##### Supplied text

Thread: [18] separate collation and ctype versions, and cleanup of pg_database locale fields

Definitions:

  - collation is text ordering and comparison
  - ctype affects case mapping (e.g. LOWER()) and pattern
    matching/regexes

Currently, there is only one version field, and it represents the
version of the collation. So, if your provider is libc and datcollate
is "C" and datctype is "en_US.utf8", then the datcollversion will
always be NULL. Other providers use datcolllocale, which is only one
field, so it doesn't matter.

Given the discussion here:

https://www.postgresql.org/message-id/1078884.1721762815@sss.pgh.pa.us

it seems like it may be a good idea to version collation and ctype
separately. The ctype version is, more or less, the Unicode version,
and we know what that is for the builtin provider as well as ICU.

(Aside: ICU could theoretically report the same Unicode version and
still make some change that would affect us, but I have not observed
that to be the case. I use exhaustive code point coverage to test that
our Unicode functions return the same results as the corresponding ICU
functions when the Unicode version matches.)

Adding more collation fields is getting to be messy, though, because
they all have to be present in pg_database, as well. It's hard to move
those fields into pg_collation, because that's not a shared catalog, so
that could cause problems with CREATE/ALTER DATABASE. Is it worth
thinking about how we can clean this up, or should we just put up with
the idea that almost half the fields in pg_database will be locale-
related?

##########
##### Entries provided

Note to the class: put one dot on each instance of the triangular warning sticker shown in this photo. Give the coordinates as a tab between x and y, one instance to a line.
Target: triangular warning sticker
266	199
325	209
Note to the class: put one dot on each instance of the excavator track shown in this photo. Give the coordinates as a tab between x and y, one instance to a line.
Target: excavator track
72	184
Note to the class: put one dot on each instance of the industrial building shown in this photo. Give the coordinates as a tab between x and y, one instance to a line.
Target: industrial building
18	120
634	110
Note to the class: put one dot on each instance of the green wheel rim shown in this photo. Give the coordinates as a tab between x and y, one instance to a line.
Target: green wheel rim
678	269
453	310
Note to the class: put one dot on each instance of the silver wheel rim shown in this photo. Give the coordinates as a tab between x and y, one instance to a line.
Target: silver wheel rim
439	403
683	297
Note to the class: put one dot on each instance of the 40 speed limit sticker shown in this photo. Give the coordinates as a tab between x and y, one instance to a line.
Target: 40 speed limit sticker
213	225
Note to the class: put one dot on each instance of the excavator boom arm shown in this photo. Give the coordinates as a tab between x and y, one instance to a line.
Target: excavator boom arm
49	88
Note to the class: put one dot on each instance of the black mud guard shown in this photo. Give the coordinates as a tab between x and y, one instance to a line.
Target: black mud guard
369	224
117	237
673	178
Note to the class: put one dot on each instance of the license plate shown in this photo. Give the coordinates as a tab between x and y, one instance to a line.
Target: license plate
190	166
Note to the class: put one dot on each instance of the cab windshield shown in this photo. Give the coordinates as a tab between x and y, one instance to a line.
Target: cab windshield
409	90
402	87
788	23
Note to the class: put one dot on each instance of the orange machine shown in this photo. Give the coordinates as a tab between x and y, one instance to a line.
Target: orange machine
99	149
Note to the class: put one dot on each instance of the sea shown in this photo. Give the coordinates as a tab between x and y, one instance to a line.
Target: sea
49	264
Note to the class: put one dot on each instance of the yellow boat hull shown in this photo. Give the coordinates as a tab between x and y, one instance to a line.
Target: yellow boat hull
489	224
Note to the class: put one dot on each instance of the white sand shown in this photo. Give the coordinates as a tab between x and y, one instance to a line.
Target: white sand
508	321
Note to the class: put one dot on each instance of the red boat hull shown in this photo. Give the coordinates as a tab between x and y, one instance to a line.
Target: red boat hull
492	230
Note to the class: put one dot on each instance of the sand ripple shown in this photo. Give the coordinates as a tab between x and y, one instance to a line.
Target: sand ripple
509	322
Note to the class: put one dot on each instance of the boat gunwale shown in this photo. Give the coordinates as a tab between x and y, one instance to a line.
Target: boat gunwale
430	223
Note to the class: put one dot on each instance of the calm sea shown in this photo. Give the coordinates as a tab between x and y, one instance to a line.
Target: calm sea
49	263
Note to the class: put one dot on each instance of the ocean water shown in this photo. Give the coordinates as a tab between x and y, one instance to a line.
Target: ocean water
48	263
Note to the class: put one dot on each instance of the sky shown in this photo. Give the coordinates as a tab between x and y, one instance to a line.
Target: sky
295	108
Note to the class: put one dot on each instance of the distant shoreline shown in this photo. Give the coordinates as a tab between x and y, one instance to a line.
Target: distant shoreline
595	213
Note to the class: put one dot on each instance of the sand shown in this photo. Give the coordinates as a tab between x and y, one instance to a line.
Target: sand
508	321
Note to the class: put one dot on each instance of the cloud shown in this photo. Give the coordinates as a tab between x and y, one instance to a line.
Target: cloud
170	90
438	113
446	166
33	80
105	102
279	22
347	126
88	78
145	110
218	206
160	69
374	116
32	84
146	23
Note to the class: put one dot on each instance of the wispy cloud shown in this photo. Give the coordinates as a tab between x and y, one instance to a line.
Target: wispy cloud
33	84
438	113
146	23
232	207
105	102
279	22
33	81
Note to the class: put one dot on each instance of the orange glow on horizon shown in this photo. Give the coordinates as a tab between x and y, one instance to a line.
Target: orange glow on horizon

##########

Work instructions ->
Resume the post on separately versioning collation and ctype in pg_database, starting after its closing question about locale-related fields.

Solved problem ->
Regards,
    Jeff Davis





On Thu, 2024-07-25 at 13:29 -0700, Jeff Davis wrote:
> it may be a good idea to version collation and ctype
> separately. The ctype version is, more or less, the Unicode version,
> and we know what that is for the builtin provider as well as ICU.

Attached a rough patch for the purposes of discussion. It tracks the
ctype version separately, but doesn't do anything with it yet.

The main problem is that it's one more slightly confusing thing to
understand, especially in pg_database because it's the ctype version of
the database default collation, not necessarily datctype.

Maybe we can do something with the naming or catalog representation to
make this more clear?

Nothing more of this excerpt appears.